* **Set problem**: Please rewrite every line of the records below as a JSON list of strings, one string per line, skipping blank lines and leaving out the pictures.

(Stored data entries)
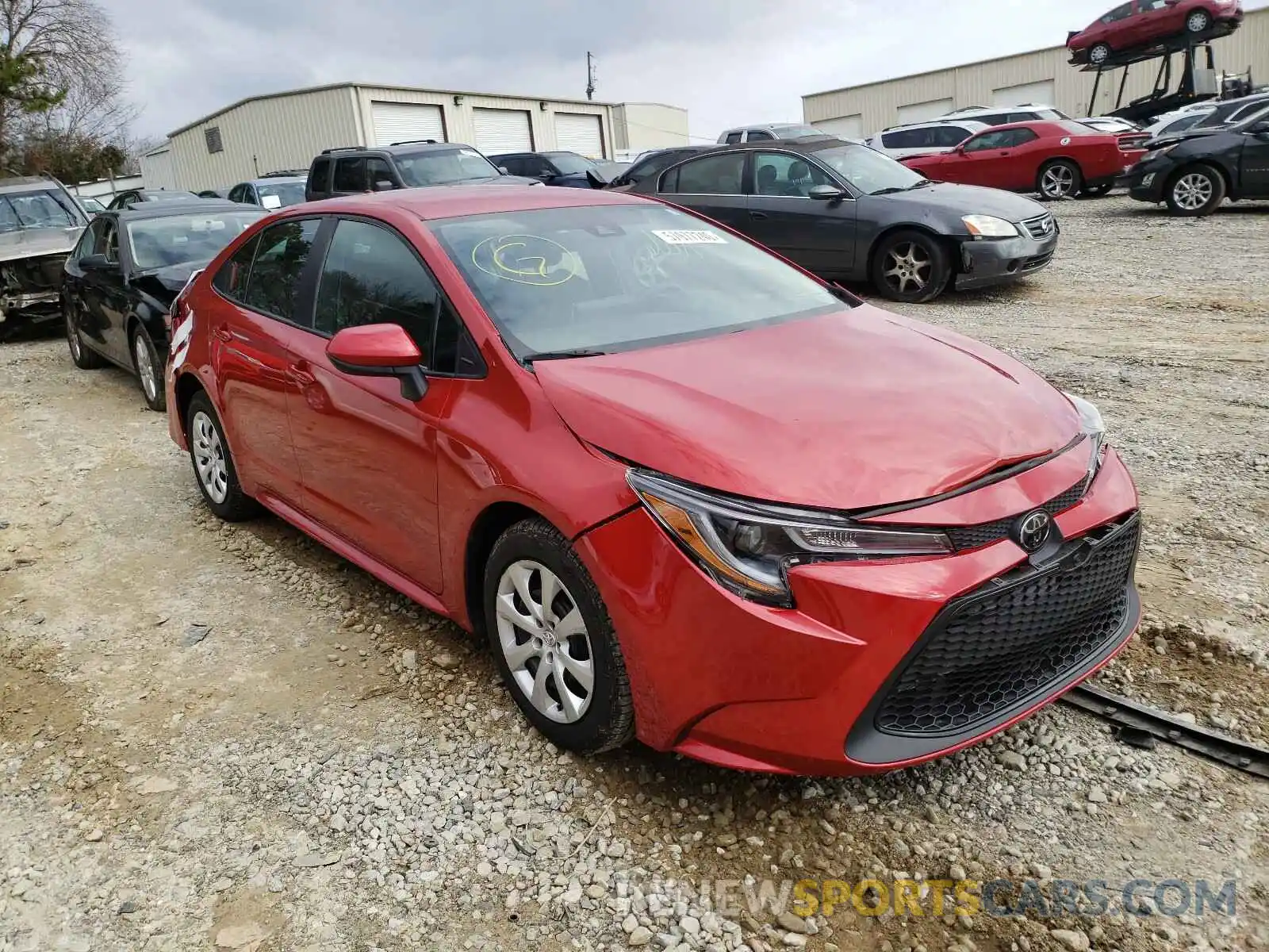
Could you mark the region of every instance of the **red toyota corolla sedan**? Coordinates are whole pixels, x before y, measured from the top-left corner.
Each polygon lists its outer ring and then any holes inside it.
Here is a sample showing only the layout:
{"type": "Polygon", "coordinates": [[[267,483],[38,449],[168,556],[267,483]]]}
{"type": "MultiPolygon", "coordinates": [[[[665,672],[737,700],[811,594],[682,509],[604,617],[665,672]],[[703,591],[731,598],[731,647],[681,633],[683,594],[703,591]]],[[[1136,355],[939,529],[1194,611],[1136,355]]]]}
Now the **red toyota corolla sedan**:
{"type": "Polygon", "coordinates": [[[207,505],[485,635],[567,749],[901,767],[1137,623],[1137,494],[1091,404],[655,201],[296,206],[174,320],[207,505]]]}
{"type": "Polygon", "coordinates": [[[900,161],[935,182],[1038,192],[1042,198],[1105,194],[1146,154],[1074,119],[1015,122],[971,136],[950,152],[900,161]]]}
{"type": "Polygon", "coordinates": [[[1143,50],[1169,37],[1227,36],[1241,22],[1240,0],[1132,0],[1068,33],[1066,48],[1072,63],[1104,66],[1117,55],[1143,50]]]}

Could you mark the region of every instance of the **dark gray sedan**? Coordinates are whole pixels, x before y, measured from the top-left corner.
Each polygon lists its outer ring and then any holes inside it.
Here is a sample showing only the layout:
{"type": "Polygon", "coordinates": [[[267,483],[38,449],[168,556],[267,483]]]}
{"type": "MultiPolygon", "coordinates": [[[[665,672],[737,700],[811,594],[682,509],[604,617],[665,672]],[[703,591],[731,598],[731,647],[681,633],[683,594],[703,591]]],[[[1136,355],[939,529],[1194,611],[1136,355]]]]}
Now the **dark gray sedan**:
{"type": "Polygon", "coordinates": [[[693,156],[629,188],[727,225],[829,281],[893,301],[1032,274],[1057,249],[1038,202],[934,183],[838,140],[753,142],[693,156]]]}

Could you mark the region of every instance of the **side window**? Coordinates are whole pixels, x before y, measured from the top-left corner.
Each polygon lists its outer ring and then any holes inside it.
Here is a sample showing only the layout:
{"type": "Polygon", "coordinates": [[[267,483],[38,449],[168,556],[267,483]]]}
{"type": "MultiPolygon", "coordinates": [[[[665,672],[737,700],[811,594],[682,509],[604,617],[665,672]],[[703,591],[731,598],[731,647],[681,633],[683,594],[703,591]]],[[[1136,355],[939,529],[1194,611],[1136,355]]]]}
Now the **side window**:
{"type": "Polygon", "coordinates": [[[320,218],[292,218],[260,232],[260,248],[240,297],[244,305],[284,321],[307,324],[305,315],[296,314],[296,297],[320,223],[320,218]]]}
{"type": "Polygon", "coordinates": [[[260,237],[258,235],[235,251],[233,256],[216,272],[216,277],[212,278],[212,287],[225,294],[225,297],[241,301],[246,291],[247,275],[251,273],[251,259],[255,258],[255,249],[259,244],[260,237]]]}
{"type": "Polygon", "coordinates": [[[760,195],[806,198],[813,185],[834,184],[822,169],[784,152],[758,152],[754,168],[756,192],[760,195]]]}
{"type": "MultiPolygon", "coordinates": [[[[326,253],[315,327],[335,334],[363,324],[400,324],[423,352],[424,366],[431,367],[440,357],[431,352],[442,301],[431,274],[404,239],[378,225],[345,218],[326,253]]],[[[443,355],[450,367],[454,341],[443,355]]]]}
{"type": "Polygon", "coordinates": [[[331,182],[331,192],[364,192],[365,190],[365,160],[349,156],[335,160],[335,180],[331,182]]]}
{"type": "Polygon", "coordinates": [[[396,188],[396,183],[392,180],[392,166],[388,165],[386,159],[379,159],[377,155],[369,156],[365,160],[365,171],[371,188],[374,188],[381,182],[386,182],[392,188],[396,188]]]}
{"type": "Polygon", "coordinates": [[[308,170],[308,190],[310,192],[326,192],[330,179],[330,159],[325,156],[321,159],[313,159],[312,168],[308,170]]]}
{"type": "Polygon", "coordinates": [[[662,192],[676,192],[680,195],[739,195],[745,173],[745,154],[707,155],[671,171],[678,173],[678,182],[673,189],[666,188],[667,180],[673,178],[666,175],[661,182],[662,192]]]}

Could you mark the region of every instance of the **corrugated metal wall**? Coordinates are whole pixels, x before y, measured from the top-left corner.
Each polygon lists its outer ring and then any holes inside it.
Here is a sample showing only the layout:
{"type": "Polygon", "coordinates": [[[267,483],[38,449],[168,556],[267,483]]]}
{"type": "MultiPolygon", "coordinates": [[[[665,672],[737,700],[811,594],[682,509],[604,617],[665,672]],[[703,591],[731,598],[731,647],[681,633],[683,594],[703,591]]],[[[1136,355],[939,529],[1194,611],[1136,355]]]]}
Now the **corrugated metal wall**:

* **Response to the exercise**:
[
  "Could you mark the region of every instance of the **red toyota corolla sedan**? Coordinates are whole pixels, x before y, measured from the top-left corner.",
  "Each polygon lists its outer ring and then any holes inside it.",
  "Here is a sample showing only the layout:",
  "{\"type\": \"Polygon\", \"coordinates\": [[[267,483],[38,449],[168,556],[267,483]]]}",
  "{\"type\": \"MultiPolygon\", \"coordinates\": [[[[665,672],[737,700],[811,594],[682,509],[604,617],[665,672]],[[703,591],[731,598],[731,647],[681,633],[683,594],[703,591]]],[[[1136,355],[939,529],[1194,611],[1136,355]]]]}",
  "Now the **red toyota corolla sedan**:",
  "{\"type\": \"Polygon\", \"coordinates\": [[[207,505],[485,635],[567,749],[901,767],[1137,623],[1137,494],[1091,404],[655,201],[296,206],[174,320],[207,505]]]}",
  "{\"type\": \"Polygon\", \"coordinates\": [[[900,161],[935,182],[1038,192],[1042,198],[1105,194],[1146,154],[1074,119],[1015,122],[971,136],[950,152],[900,161]]]}",
  "{\"type\": \"Polygon\", \"coordinates\": [[[1143,50],[1169,37],[1227,36],[1241,22],[1240,0],[1132,0],[1068,33],[1066,48],[1072,63],[1104,66],[1117,55],[1143,50]]]}",
  "Could you mark the region of every instance of the **dark gray sedan**? Coordinates are whole pixels, x before y, measured from the top-left corner.",
  "Each polygon lists its outer ring and then any holes inside it.",
  "Here is a sample showing only the layout:",
  "{\"type\": \"Polygon\", \"coordinates\": [[[267,483],[38,449],[168,556],[267,483]]]}",
  "{\"type\": \"MultiPolygon\", \"coordinates\": [[[[665,672],[737,700],[811,594],[682,509],[604,617],[665,672]],[[703,591],[731,598],[731,647],[681,633],[683,594],[703,591]]],[[[1136,355],[939,529],[1194,611],[1136,355]]]]}",
  "Now the **dark gray sedan**:",
  "{\"type\": \"Polygon\", \"coordinates\": [[[693,156],[629,188],[727,225],[829,281],[893,301],[1032,274],[1057,249],[1038,202],[934,183],[838,140],[753,142],[693,156]]]}",
  "Could you mark the region of every instance of the **side window**? Coordinates are whole pixels, x before y, measured from the top-left corner.",
  "Each polygon lists its outer ring and then any holes inside it.",
  "Here is a sample showing only the layout:",
  "{\"type\": \"Polygon\", \"coordinates\": [[[267,483],[38,449],[168,556],[267,483]]]}",
  "{\"type\": \"MultiPolygon\", \"coordinates\": [[[[665,672],[737,700],[811,594],[682,509],[604,617],[665,672]],[[703,591],[731,598],[731,647],[681,633],[683,594],[703,591]]],[[[1136,355],[939,529],[1194,611],[1136,355]]]]}",
  "Now the **side window**:",
  "{\"type\": \"Polygon\", \"coordinates\": [[[320,218],[292,218],[260,232],[260,248],[240,297],[244,305],[284,321],[307,324],[305,315],[296,314],[296,297],[320,223],[320,218]]]}",
  "{\"type\": \"Polygon\", \"coordinates\": [[[260,237],[258,235],[235,251],[233,256],[216,272],[216,277],[212,278],[212,287],[225,294],[225,297],[241,301],[246,291],[247,275],[251,273],[251,259],[255,258],[255,249],[259,244],[260,237]]]}",
  "{\"type\": \"Polygon\", \"coordinates\": [[[760,195],[806,198],[813,185],[834,184],[822,169],[784,152],[758,152],[754,168],[756,192],[760,195]]]}",
  "{\"type\": \"MultiPolygon\", \"coordinates\": [[[[326,253],[315,327],[335,334],[363,324],[400,324],[423,352],[424,366],[431,367],[440,357],[431,352],[442,301],[431,274],[404,239],[378,225],[345,218],[326,253]]],[[[443,355],[450,367],[454,341],[443,355]]]]}",
  "{\"type\": \"Polygon\", \"coordinates\": [[[331,182],[331,192],[364,192],[365,190],[365,160],[349,156],[335,160],[335,180],[331,182]]]}",
  "{\"type\": \"Polygon\", \"coordinates\": [[[396,188],[396,183],[392,180],[392,166],[388,165],[386,159],[379,159],[377,155],[369,156],[365,160],[365,171],[371,188],[374,188],[381,182],[386,182],[392,188],[396,188]]]}",
  "{\"type\": \"Polygon\", \"coordinates\": [[[308,170],[308,190],[310,192],[326,192],[330,179],[330,159],[325,156],[321,159],[313,159],[312,168],[308,170]]]}",
  "{\"type\": \"Polygon\", \"coordinates\": [[[662,192],[676,192],[680,195],[739,195],[745,173],[745,154],[707,155],[671,171],[678,173],[678,182],[673,189],[666,188],[667,180],[673,178],[666,175],[661,182],[662,192]]]}",
  "Could you mark the region of every instance of the **corrugated metal wall**? Coordinates are whole pixels, x before y, measured from the top-left corner.",
  "Each polygon lists its outer ring and then any holes inside it.",
  "Here is a sample showing only the layout:",
  "{\"type\": \"Polygon\", \"coordinates\": [[[267,483],[38,449],[168,556],[267,483]]]}",
  "{\"type\": \"MultiPolygon\", \"coordinates\": [[[[665,672],[737,700],[811,594],[682,509],[604,617],[665,672]],[[703,591],[731,598],[731,647],[681,633],[683,594],[703,591]]],[[[1136,355],[939,529],[1194,611],[1136,355]]]]}",
  "Now the **corrugated metal wall**:"
]